* Supplied information
** Start **
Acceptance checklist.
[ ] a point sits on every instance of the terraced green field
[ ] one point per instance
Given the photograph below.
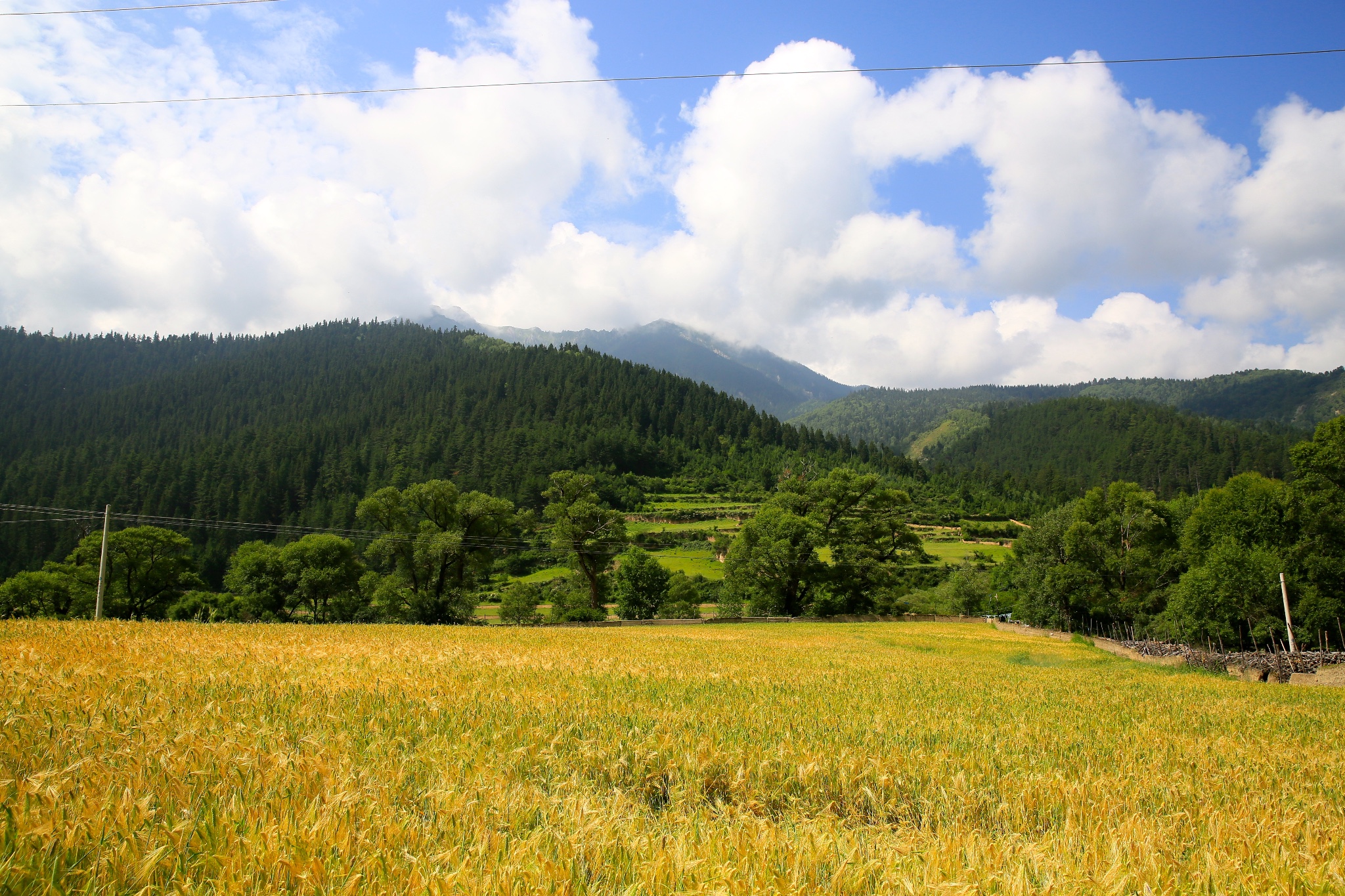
** End **
** Start **
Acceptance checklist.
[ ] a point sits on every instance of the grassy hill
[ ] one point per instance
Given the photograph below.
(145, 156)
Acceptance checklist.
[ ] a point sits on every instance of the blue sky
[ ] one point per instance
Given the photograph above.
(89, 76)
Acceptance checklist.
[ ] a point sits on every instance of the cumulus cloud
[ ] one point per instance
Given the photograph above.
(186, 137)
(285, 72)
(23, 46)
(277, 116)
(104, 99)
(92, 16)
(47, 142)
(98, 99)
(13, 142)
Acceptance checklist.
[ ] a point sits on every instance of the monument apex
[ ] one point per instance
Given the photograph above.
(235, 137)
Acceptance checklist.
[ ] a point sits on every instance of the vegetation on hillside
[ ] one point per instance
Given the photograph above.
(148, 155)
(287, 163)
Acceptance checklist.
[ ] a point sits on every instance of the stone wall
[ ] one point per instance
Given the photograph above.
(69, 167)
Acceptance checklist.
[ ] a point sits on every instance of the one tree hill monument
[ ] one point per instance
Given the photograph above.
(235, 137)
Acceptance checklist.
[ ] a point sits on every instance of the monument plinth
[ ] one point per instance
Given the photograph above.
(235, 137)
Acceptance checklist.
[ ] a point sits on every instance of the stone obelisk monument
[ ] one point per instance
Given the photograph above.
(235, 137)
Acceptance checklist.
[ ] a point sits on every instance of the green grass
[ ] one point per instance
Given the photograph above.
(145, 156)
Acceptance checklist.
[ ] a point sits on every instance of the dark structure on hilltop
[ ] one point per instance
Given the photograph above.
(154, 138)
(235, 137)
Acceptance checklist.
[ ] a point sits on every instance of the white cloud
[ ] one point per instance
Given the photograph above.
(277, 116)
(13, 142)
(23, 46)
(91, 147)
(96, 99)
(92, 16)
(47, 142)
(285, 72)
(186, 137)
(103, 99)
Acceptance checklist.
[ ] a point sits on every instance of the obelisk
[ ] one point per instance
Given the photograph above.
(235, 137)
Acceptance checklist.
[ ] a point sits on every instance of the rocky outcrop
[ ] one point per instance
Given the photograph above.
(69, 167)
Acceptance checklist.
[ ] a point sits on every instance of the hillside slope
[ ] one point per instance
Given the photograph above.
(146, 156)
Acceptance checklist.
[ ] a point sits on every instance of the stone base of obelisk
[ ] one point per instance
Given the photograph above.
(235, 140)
** End **
Pick out each line in the records above that contains the word "green", and copy those lines.

[ ] a point sits on every instance of the terraced green field
[ ] a point sits on every instance of the green grass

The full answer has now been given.